#### [Records shown]
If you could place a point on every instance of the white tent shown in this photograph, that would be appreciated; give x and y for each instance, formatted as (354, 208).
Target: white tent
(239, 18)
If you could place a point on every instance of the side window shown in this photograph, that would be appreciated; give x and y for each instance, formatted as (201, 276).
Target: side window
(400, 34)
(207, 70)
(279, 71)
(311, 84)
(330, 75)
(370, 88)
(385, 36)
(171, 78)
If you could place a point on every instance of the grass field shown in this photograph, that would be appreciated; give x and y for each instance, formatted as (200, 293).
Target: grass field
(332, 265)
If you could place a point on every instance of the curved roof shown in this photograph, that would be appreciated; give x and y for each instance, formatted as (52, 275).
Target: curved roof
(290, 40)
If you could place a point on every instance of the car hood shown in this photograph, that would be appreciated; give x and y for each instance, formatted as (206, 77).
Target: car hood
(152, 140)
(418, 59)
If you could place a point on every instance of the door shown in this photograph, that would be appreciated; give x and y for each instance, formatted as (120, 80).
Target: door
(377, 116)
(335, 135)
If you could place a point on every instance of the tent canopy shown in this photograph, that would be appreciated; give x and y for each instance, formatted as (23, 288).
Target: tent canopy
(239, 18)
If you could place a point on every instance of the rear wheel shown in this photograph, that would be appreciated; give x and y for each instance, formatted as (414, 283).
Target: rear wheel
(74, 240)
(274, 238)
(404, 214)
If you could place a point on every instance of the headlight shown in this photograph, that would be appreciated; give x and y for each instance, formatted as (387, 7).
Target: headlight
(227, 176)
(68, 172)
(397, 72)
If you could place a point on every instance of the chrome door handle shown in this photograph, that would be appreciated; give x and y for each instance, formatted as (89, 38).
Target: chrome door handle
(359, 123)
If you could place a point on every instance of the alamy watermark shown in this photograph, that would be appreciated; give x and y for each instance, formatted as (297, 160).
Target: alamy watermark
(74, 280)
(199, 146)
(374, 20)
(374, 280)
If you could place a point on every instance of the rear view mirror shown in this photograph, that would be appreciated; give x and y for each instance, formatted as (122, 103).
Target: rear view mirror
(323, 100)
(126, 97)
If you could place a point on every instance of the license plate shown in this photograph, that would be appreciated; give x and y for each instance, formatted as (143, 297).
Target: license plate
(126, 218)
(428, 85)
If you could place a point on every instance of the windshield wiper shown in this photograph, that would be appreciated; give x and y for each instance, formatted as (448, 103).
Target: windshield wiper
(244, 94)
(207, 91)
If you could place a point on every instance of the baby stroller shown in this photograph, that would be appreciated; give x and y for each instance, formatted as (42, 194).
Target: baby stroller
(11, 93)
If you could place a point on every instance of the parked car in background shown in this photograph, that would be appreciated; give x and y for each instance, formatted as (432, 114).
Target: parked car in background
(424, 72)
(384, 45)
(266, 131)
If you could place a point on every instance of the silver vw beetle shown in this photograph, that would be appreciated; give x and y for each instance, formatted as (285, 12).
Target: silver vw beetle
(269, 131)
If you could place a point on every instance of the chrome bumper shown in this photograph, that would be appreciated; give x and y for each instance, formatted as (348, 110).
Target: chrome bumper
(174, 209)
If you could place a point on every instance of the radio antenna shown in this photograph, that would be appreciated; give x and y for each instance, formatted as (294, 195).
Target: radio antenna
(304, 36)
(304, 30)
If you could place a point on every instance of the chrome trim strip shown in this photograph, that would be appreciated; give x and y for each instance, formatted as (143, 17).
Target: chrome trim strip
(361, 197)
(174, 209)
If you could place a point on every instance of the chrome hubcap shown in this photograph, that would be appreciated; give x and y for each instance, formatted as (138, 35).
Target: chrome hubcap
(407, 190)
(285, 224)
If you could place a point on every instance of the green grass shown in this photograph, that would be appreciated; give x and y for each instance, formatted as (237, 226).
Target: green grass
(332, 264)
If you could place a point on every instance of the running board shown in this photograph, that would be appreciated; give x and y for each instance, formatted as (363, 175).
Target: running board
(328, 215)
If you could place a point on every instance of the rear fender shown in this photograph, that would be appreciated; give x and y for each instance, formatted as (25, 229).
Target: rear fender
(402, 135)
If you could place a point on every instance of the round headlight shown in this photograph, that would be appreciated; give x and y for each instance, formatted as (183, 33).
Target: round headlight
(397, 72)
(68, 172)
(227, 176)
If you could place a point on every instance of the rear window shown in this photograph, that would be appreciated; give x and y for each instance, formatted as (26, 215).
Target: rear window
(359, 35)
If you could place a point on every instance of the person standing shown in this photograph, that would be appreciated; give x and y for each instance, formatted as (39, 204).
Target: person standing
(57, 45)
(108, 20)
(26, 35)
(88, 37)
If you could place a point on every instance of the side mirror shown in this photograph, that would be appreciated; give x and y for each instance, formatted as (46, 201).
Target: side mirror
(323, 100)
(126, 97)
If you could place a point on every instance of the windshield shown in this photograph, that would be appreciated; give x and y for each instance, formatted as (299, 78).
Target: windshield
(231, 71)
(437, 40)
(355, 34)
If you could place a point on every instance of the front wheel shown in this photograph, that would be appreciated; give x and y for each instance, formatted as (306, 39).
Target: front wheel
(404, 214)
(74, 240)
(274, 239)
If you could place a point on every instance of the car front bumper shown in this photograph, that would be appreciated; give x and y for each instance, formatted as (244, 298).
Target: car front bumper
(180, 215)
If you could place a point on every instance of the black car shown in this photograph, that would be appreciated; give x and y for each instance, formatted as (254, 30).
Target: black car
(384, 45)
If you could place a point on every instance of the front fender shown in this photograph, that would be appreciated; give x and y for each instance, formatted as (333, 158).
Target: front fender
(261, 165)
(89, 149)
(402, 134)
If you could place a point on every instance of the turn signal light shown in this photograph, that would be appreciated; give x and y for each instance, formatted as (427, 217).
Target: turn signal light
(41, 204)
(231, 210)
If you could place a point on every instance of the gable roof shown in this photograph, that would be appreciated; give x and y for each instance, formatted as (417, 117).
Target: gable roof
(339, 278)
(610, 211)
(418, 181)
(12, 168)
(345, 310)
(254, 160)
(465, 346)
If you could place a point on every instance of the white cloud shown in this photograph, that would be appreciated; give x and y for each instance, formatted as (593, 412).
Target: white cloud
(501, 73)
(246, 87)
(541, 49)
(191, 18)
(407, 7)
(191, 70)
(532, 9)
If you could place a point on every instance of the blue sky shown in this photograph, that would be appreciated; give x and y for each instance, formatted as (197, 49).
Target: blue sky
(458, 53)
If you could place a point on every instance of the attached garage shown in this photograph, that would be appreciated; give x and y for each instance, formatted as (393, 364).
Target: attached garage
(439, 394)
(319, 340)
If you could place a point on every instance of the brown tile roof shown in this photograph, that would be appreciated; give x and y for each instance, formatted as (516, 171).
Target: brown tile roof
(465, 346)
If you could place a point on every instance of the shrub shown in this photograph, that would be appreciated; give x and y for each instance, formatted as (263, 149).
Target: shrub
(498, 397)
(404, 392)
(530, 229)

#### [Required action]
Write down exactly the span of lines above from the one containing "as (363, 175)." to the one containing "as (46, 201).", both ends included.

#### [Response box]
If you could place a point on every instance of the running board shown in this photograph, that would be appreciated; give x and y for each instance, formatted as (363, 175).
Target: running board
(328, 215)
If you could place a point on every instance of the rear fender shown in this photograph, that would be appreciated; give x and y for each instance, formatted as (25, 229).
Target: rear fender
(402, 135)
If you could place a point on every instance of the round headlight shown in this photograph, that would be appreciated; give x and y for each instance, formatted as (183, 33).
Target: round headlight
(397, 72)
(68, 172)
(227, 176)
If you could place a point on every instance of the rear window shown in this photograph, that would be appreciated; give x and y for each instance, formatted as (26, 215).
Target: rear window
(359, 35)
If you could place a point on every instance of the person standing shown in this photograph, that would be appreciated; give x and y for each instance, formatted as (39, 204).
Target: person standing
(57, 45)
(108, 20)
(26, 35)
(88, 37)
If you could place a point on every instance of the side mirror shown in this photograph, that would be appreciated; give x and y for each instance, formatted as (46, 201).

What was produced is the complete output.